- Texte de lecture:
+ + + + + + +
Dimanche 28 mai 2006, les jardins de l’Europe…suite

Passerelle de Marc Mimram. Cliché MTP.

Dans les premiers temps les choses étaient simples. Il fallait prévoir une issue à la proposition de la ville de Kehl qui devait accueillir cette foire d’horticulture allemande qui se déplace régulièrement de Land en Land, trois Länder à la fois chaque année. Et à Kehl on est prévoyant.

Dessiner un espace pour accueillir cette foire voulait dire en profiter pour réaliser un aménagement important. Donc investir. Donc vendre pour trouver l’argent. Et cette volonté indéracinable – qu’on me pardonne la métaphore – est restée là quels qu’aient été les changements de majorité ou de maire. C’est le bord du fleuve qui a été retenu. On peut le comprendre si on regarde comme la rive est aménagée. Du côté allemand, le Rhin prend ses aises, il passe sur le territoire, on le prend pour ce qu’il est : une trace de la sauvagerie ancestrale, un fleuve mythique.

Et on ne peut oublier – l’a-t-on vraiment oublié à Strasbourg – que la plaine d’Alsace et le fossé rhénan constituaient ensemble une zone inondable où les arbres, tous ensemble, ont pris peu à peu des allures de forêt tropicale. Je ne plaisante pas. Lorsque j’ai visité pour la première fois cet espace mystérieux au début des années soixante-dix, quand j’étais encore botaniste, on m’a fait voir ces arbres aux troncs cannelés, comme ceux qui sont proches de l’Amazone, dans la forêt primaire. Une convergence.
+ + + + + + +
- Données extraites:
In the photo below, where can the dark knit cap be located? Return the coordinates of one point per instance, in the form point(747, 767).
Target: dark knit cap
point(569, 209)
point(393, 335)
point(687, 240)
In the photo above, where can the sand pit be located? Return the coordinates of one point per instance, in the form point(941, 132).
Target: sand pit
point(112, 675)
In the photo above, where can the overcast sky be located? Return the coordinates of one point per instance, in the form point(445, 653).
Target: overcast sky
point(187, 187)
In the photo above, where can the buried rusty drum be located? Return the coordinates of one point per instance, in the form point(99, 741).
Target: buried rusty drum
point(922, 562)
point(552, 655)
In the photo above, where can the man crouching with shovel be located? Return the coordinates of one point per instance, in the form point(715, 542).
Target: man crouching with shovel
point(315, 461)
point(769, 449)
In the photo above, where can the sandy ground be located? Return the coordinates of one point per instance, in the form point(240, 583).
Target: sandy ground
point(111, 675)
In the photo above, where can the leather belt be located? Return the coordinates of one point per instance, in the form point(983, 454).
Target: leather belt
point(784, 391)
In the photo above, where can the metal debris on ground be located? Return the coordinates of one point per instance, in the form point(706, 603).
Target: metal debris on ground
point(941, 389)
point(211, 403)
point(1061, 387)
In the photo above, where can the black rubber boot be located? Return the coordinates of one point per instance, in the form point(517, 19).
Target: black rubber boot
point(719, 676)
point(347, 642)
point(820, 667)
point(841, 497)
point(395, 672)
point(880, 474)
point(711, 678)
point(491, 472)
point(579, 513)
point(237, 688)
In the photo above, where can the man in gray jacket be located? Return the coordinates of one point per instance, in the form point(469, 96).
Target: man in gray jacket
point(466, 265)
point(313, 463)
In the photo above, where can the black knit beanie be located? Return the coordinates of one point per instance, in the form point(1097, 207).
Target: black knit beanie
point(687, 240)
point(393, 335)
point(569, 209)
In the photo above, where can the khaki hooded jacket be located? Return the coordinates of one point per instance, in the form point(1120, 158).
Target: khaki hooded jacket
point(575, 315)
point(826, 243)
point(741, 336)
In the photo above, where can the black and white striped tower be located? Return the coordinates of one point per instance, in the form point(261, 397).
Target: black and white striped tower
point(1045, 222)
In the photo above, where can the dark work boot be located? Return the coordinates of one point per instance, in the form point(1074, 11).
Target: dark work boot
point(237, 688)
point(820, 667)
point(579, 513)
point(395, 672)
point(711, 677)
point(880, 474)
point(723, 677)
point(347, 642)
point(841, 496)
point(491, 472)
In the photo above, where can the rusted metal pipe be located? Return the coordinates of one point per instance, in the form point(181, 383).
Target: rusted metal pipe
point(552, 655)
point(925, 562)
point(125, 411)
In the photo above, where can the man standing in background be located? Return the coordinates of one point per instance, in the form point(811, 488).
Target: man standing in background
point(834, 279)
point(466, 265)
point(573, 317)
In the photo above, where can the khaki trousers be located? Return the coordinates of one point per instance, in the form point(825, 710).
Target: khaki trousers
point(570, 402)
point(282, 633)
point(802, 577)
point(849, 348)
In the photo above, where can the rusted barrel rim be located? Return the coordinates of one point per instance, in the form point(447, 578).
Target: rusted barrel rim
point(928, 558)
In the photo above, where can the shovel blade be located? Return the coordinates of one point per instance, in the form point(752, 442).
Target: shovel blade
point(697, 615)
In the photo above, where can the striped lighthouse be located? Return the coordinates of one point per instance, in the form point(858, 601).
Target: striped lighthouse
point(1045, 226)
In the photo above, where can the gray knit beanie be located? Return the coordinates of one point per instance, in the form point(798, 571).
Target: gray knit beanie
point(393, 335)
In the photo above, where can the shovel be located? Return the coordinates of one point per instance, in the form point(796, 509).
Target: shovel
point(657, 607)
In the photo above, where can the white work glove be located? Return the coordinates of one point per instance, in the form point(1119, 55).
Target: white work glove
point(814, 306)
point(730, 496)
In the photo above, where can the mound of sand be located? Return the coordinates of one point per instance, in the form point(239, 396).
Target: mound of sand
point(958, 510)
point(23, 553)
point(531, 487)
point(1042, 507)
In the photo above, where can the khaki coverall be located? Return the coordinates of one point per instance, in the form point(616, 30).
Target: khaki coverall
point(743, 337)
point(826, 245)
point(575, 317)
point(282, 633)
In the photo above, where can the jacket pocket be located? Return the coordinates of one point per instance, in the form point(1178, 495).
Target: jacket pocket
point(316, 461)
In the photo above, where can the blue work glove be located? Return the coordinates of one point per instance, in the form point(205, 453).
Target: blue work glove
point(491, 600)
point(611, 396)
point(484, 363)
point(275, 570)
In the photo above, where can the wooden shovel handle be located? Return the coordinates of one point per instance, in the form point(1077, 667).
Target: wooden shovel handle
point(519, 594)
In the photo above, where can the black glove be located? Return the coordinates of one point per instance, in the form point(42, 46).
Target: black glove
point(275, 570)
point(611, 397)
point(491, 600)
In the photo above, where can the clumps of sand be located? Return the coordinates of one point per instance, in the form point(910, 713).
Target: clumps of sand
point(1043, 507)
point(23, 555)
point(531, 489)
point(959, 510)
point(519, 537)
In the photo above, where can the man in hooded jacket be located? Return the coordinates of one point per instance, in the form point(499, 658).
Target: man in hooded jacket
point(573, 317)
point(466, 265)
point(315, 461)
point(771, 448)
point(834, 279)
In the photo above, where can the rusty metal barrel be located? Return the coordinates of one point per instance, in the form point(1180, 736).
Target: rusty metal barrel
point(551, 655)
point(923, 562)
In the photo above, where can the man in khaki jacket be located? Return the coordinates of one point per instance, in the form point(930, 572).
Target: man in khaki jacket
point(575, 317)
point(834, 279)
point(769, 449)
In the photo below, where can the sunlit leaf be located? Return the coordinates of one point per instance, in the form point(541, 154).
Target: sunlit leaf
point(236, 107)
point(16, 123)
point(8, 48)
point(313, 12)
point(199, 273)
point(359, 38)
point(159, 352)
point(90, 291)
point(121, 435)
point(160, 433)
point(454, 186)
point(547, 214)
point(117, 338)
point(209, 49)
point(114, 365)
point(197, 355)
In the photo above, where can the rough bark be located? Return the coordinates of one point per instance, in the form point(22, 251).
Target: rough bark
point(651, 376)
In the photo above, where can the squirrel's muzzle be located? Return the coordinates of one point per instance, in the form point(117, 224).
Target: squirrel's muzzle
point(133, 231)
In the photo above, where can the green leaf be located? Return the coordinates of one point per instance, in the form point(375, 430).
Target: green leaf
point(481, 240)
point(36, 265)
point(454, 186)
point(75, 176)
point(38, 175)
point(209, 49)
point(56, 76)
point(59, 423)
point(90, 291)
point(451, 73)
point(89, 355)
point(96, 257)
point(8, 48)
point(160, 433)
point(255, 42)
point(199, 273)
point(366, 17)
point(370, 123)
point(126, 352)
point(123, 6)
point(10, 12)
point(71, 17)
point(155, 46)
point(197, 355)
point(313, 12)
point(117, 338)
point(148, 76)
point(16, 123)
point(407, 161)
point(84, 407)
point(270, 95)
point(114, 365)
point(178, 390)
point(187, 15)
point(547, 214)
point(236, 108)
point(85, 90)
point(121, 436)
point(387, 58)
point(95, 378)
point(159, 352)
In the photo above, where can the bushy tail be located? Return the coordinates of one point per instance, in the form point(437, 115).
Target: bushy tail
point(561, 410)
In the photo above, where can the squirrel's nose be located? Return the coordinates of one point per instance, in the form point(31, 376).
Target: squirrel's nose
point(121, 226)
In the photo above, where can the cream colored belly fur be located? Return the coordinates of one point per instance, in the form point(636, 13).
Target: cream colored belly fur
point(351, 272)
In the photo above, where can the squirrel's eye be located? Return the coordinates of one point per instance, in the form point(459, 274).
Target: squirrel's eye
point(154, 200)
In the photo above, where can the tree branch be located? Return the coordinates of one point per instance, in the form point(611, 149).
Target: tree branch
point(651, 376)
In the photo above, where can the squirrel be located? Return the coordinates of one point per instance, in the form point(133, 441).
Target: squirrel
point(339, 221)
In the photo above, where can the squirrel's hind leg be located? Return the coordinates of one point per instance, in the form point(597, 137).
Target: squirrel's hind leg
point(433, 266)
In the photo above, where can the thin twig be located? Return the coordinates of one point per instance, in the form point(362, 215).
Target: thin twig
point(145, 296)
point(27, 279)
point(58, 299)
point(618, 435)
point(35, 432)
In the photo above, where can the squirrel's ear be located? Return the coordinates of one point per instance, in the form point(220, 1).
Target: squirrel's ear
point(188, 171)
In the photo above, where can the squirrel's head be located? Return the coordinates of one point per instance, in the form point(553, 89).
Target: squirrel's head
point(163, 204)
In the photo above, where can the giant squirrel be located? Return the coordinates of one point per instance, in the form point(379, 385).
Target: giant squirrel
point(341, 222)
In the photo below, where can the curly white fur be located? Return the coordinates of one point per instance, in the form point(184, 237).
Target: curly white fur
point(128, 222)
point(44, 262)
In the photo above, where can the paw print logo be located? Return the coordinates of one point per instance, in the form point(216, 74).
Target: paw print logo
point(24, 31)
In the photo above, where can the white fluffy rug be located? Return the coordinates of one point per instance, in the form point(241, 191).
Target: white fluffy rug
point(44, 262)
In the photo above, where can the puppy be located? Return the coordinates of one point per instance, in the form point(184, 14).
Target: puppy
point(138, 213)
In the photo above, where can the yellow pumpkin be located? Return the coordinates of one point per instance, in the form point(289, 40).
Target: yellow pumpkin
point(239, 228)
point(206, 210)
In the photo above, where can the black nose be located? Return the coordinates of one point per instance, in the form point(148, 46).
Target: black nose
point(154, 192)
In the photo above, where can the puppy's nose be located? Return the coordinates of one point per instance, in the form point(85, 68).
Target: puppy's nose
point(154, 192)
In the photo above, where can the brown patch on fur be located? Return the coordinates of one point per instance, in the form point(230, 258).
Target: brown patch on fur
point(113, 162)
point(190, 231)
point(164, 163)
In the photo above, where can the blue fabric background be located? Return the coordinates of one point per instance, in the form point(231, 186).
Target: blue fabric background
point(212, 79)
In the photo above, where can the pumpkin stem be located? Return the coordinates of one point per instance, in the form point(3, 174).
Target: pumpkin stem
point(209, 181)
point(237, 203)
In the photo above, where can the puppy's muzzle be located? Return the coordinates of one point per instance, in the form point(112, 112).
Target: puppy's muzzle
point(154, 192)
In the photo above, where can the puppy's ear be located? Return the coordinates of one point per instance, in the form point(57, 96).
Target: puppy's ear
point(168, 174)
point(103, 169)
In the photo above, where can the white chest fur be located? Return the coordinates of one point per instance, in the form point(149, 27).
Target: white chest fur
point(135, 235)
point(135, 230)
+ + + + + + +
- Consigne: Rédigez la suite du texte sur les jardins de l’Europe à Kehl, en reprenant juste après sa dernière phrase.

- Réponse:
Passerelle de Marc Mimram. Cliché MTP.

Bien entendu, il ne s’agit ni des mêmes hauteurs, ni de la même ampleur, mais les kehlois ne l’ont pas oublié. Ni Michel Krieger qui, lorsqu’il a travaillé avec Marc Mimram pour la création de la passerelle, a suggéré que les bases d’accès de cette merveille architecturale pouvaient être inondées…d’où les deux possibilités d’entrées dont l’une atteint toujours la terre ferme du côté français et la rue, côté allemand. La rue en effet puisque la ville allemande n’a jamais nié le fleuve, allant jusqu’à le côtoyer, tandis que la ville française a appris à s’en tenir à l’écart, grandissant autour d’un affluent, se laissant ondoyer par des canaux reliant l’Ill au Rhin, même si certains ont été recouverts depuis, comme c’est le cas pour la rue de Zürich.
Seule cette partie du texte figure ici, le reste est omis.